= CHALLENGE =
Quote exactly, and only, the lines from the one with "the player's outstretched" through the end of the listing.

(Lines of data)

---

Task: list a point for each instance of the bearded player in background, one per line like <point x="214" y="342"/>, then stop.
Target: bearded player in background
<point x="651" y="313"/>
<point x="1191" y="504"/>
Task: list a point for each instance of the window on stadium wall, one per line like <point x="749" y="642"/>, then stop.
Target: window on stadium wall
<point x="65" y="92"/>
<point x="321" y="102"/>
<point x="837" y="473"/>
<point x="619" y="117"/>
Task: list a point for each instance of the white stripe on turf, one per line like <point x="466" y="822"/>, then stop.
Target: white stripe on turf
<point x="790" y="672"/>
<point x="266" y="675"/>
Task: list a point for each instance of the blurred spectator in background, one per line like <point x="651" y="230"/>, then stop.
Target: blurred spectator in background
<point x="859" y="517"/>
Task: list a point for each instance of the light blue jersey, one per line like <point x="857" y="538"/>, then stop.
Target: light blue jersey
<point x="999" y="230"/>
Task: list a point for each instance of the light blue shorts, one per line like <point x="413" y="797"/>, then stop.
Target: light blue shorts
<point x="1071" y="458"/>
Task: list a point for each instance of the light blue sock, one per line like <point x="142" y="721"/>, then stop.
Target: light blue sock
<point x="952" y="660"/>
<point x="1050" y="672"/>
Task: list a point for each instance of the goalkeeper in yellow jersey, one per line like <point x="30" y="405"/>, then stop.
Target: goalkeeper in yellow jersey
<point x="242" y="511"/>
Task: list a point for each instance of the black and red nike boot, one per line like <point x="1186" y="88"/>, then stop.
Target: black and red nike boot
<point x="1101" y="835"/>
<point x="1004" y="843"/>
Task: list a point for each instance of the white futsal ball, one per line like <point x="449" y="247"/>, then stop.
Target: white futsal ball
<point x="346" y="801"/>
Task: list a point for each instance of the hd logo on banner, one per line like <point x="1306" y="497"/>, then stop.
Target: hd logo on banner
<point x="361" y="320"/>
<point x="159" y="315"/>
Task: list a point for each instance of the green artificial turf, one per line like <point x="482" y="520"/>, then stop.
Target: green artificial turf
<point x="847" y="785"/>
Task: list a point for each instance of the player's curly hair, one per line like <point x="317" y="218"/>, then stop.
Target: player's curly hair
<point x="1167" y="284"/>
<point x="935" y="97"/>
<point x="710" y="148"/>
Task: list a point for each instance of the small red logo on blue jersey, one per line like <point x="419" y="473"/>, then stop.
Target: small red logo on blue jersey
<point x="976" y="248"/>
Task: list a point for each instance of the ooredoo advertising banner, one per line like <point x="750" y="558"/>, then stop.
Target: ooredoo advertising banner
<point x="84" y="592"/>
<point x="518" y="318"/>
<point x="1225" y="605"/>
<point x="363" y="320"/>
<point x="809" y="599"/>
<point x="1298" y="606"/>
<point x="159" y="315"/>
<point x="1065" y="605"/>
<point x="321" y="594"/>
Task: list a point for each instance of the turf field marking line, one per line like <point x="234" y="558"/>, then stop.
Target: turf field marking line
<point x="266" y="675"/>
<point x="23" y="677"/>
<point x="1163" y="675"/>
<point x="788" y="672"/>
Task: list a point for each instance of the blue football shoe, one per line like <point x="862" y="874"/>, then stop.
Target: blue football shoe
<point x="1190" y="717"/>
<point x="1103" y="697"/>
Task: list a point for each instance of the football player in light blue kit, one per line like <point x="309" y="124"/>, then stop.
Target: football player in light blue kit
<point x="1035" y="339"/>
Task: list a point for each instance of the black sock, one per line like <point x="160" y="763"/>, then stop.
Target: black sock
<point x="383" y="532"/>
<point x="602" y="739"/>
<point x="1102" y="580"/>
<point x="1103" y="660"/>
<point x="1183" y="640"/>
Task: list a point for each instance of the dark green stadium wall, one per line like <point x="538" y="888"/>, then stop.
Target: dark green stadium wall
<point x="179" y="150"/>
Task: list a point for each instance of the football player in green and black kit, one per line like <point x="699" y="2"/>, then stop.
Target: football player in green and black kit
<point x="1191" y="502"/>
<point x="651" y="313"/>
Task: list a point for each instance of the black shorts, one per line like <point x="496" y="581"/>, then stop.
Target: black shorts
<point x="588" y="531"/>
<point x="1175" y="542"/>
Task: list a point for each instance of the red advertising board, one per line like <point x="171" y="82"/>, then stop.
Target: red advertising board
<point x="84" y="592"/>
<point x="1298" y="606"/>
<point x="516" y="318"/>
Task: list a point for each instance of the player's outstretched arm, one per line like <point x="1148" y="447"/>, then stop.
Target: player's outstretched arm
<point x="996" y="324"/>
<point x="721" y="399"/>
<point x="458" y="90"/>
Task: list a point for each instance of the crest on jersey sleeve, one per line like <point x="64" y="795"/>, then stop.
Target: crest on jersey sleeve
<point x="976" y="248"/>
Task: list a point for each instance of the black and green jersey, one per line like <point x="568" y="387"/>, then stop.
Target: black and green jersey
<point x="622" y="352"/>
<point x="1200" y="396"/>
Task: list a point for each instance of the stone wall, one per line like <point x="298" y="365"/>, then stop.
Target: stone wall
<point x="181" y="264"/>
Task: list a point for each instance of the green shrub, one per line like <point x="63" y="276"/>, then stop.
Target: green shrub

---

= IN RESPONSE =
Task: list a point for each instance of the player's outstretched arm, one per line like <point x="1148" y="447"/>, then stop.
Target: player's outstretched arm
<point x="996" y="324"/>
<point x="721" y="399"/>
<point x="458" y="90"/>
Task: list a point for each instance of the crest on jersey sleeve, one per line like <point x="64" y="795"/>, then stop.
Target: crest on jersey sleeve
<point x="976" y="248"/>
Task: list a point for each instance of the black and green jersey, one per line like <point x="568" y="387"/>, then stop.
Target: black and green jersey
<point x="622" y="352"/>
<point x="1200" y="396"/>
Task: list a point for each instance of the stone wall, one per line like <point x="298" y="365"/>, then stop.
Target: stone wall
<point x="181" y="264"/>
Task: list a point for each instance of the green shrub, one per line like <point x="63" y="276"/>, then stop.
Target: green shrub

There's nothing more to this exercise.